--- DATA RECORDS ---
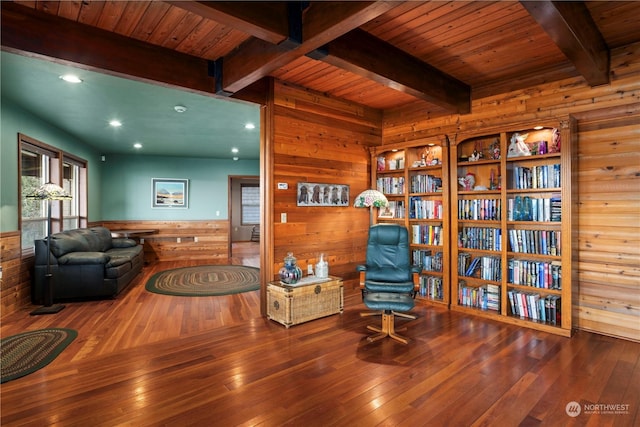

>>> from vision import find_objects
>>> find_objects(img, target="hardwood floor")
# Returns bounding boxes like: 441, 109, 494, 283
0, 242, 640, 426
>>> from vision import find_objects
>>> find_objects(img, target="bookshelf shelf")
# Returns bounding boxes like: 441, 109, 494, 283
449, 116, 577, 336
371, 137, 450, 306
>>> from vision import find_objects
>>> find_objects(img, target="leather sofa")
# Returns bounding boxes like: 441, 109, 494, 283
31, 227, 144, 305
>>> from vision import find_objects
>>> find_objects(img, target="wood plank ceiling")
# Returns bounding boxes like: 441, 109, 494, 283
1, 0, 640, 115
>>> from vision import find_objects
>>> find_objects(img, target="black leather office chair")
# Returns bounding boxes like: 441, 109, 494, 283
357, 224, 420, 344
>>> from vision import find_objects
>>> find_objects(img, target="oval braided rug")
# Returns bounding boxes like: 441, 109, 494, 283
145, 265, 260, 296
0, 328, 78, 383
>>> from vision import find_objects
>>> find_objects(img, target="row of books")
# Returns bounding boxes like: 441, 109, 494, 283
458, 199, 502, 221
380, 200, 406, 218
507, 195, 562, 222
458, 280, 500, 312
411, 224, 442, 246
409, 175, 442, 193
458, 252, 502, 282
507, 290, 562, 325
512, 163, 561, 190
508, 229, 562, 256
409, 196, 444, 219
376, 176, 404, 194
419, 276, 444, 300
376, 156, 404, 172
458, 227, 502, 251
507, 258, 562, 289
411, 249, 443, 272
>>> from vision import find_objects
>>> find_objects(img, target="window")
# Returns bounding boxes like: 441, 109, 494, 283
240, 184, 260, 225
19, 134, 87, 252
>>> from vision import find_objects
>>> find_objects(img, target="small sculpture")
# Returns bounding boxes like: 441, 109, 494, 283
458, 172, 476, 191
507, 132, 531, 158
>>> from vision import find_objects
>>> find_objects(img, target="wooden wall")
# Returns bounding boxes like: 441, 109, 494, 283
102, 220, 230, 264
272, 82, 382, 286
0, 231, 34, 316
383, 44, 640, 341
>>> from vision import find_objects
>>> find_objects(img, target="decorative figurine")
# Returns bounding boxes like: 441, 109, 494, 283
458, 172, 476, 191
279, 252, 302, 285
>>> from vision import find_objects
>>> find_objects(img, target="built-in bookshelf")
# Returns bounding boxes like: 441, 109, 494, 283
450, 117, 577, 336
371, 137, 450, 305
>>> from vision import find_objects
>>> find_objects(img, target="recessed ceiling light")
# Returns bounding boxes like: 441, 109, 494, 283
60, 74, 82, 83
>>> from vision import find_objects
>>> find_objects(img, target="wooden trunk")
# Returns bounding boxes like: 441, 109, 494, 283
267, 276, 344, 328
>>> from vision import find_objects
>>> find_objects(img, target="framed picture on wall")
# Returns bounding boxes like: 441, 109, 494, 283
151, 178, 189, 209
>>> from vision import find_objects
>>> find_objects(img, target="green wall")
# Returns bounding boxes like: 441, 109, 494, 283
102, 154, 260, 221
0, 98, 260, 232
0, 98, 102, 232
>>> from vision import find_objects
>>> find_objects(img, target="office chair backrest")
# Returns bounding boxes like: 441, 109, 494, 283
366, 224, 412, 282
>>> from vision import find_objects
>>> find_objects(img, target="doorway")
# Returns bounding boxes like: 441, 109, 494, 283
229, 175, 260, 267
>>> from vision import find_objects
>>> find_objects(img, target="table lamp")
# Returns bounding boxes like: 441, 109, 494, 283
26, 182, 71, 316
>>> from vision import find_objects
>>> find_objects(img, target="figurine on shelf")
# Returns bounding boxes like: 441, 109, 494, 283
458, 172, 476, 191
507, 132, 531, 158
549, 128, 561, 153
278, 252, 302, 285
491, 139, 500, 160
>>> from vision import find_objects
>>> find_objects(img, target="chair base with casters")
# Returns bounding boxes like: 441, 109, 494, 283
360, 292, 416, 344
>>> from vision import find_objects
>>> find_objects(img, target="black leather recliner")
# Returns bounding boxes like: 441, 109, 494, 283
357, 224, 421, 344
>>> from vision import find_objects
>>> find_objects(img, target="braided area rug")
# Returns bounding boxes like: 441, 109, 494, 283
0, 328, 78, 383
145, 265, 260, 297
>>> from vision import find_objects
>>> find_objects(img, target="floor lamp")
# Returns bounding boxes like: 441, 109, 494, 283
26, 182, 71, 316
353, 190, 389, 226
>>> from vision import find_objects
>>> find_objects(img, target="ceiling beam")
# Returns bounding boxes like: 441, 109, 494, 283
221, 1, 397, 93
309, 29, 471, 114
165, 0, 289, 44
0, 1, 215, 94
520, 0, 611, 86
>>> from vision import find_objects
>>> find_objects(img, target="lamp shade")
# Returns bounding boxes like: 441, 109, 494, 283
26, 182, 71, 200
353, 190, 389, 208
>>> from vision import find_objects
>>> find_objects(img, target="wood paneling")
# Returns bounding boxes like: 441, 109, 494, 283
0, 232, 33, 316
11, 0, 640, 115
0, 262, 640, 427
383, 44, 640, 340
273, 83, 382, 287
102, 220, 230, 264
---
--- DATA RECORDS ---
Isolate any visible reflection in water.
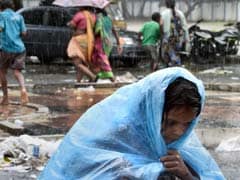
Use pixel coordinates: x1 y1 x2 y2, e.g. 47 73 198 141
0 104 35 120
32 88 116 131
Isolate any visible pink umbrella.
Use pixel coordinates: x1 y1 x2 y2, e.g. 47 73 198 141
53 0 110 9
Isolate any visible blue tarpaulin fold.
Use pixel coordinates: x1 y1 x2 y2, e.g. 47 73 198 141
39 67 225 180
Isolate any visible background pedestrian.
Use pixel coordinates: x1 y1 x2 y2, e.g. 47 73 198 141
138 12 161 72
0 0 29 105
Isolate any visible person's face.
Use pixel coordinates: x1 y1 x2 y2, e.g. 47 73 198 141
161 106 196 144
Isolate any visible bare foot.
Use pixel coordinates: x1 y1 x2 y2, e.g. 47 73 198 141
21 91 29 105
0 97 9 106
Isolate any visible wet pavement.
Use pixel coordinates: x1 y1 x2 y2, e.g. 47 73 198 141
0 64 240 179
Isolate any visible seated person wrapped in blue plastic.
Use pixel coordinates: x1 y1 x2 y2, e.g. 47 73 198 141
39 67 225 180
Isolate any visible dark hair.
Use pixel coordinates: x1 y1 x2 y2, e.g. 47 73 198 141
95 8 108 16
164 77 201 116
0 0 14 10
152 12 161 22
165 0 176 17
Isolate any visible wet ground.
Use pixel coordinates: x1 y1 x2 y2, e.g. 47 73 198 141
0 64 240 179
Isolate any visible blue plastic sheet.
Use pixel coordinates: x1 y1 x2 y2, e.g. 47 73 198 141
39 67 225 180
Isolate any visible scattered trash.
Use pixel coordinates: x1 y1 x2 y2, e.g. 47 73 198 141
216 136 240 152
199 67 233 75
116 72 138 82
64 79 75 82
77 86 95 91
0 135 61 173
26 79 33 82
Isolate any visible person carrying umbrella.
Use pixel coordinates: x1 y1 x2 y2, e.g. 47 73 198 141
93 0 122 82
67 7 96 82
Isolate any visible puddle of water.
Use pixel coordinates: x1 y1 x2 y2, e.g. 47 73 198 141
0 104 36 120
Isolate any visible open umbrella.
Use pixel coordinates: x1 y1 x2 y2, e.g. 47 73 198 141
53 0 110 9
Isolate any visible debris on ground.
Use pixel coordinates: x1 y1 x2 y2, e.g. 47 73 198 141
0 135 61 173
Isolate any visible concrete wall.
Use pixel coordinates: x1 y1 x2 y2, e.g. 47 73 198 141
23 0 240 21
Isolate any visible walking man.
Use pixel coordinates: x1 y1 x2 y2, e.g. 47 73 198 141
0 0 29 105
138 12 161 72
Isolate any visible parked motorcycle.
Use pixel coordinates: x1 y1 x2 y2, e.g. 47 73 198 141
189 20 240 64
---
--- DATA RECORDS ---
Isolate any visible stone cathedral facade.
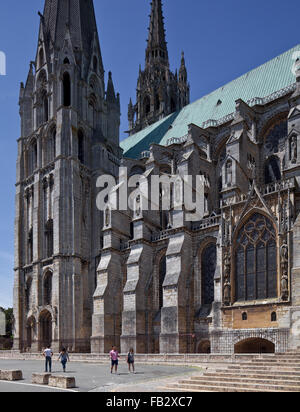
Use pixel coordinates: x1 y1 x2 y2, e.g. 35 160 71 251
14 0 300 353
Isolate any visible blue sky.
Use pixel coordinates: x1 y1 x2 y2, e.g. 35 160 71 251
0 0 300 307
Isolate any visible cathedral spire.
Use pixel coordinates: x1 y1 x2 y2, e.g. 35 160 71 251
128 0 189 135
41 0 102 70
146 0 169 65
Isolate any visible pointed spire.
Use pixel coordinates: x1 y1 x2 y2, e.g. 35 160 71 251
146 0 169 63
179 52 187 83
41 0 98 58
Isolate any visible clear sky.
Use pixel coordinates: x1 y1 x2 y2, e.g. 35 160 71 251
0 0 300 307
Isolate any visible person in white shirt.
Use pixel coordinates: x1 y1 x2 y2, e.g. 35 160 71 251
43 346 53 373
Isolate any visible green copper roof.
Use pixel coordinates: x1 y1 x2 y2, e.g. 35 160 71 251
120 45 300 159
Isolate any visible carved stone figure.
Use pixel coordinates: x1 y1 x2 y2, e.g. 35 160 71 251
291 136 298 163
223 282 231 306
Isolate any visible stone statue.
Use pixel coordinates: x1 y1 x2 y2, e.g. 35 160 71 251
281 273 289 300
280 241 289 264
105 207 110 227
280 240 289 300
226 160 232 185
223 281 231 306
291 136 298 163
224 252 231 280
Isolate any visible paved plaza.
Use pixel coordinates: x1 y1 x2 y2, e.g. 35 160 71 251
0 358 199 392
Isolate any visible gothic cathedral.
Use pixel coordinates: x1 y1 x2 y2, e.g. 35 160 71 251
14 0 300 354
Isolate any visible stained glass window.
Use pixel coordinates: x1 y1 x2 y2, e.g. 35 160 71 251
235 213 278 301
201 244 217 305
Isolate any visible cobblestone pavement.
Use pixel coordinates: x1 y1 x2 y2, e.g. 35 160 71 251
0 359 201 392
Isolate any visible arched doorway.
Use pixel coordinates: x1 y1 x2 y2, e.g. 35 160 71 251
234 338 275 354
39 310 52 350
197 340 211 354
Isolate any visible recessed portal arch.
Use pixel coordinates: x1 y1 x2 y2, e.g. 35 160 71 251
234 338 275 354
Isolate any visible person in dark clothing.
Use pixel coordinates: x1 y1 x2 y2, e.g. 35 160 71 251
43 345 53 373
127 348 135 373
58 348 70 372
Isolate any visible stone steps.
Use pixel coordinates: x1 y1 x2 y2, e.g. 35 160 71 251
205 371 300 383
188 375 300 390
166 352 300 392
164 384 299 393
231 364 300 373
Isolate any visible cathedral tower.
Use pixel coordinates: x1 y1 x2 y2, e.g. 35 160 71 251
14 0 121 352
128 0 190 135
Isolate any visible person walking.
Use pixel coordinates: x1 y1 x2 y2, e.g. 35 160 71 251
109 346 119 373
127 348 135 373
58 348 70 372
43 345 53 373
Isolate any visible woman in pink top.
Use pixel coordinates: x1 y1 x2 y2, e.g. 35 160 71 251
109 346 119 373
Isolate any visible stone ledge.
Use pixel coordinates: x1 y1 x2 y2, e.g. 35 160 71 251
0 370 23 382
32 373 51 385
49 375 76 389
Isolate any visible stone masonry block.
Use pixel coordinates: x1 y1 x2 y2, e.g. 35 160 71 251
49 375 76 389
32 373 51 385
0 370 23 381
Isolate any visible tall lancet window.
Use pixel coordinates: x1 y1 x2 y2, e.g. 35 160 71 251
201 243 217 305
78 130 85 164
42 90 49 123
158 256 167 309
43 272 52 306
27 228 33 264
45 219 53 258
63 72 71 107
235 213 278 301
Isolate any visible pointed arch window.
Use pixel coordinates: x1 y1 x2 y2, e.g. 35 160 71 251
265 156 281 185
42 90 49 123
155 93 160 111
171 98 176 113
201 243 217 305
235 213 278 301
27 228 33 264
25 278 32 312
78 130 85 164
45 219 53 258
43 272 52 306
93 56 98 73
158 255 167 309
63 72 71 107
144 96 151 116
---
TASK DIRECTIONS: Pick out each line of the rows above that contains the string "wall".

TASK RESPONSE:
>>> find_objects(img, target="wooden wall")
>>> find_objects(img, target="framed picture on wall")
>>> find_objects(img, target="green wall")
Isolate any visible concrete wall.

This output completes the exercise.